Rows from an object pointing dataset
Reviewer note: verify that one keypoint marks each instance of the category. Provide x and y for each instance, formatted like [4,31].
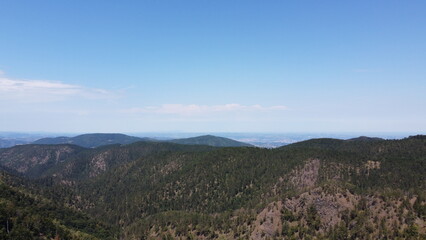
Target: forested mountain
[211,141]
[27,215]
[320,188]
[93,140]
[100,139]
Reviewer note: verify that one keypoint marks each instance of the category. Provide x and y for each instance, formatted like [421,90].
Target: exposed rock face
[307,176]
[98,163]
[268,222]
[33,159]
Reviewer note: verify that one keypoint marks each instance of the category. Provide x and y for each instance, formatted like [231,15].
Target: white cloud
[194,109]
[45,91]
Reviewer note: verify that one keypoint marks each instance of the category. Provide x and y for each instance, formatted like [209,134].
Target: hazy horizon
[199,66]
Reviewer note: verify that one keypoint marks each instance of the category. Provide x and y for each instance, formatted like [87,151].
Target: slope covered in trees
[322,188]
[93,140]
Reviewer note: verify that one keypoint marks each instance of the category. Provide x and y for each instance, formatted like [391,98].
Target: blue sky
[213,66]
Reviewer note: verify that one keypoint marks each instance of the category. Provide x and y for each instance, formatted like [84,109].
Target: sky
[213,66]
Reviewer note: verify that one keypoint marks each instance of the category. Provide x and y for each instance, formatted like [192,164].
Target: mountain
[316,189]
[211,141]
[93,140]
[24,214]
[5,143]
[366,139]
[33,160]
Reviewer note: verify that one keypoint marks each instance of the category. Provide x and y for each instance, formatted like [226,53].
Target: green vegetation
[93,140]
[321,188]
[211,141]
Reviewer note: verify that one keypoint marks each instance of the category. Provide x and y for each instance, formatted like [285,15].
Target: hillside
[320,188]
[33,160]
[211,141]
[25,215]
[93,140]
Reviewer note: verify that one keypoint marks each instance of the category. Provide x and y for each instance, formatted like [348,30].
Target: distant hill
[211,140]
[5,143]
[315,189]
[93,140]
[366,139]
[33,160]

Set problem -> Please write out all of the material above again, swapping every "Reviewer note" for "Annotator note" and changing nothing else. Omit the pictures.

Task output ->
Annotator note: verify that one keypoint marks each instance of the category. Provide x and y for each instance, formatted like [4,31].
Target: forested mountain
[211,141]
[27,215]
[320,188]
[93,140]
[100,139]
Annotator note: verify that one keypoint marks each instance of the category. Provide x and y for each instance, formatted like [421,90].
Target: exposed rock face
[307,176]
[98,163]
[268,222]
[33,159]
Annotator note: verify that one keypoint marks each instance of the category. Provide x and y for each instance, formatted like [231,15].
Target: white cloud
[194,109]
[45,91]
Annotator note: verify that one keypoint marks each instance of the category. Provide x and y for each instance, formatted like [209,134].
Target: hazy horizon
[199,66]
Annotator note: verify that one keypoint marks each instance of the category. Provide x and y for each instance, formatted like [87,151].
Target: slope covered in trees
[322,188]
[93,140]
Annotator note: verify that one keypoint marks each instance of the category. Provide x and y for each instance, formatted like [391,98].
Target: blue sky
[213,66]
Annotator note: verify that one keypoint marks each instance of the category. Provide x and y for each instance, formatted like [84,109].
Target: sky
[213,66]
Annotator note: verify that one keypoint marks each instance of the category. Provide x and y for each instance, formatted like [192,164].
Target: mountain
[316,189]
[211,141]
[93,140]
[24,214]
[5,143]
[366,139]
[33,160]
Annotator note: verify that one keypoint marks each instance of the category. Provide x and y for each instance, formatted like [226,53].
Target: green vegetation
[93,140]
[321,188]
[211,141]
Annotator note: verify that one keypoint marks each instance of the category. Provide x and y for each instance, formatted like [285,15].
Target: hillside
[320,188]
[33,160]
[211,141]
[25,215]
[93,140]
Annotator note: verify that one keypoint marks each instance of the category. Provide x and y for each instance, formatted like [348,30].
Target: distant hill
[211,140]
[5,143]
[315,189]
[93,140]
[366,139]
[33,160]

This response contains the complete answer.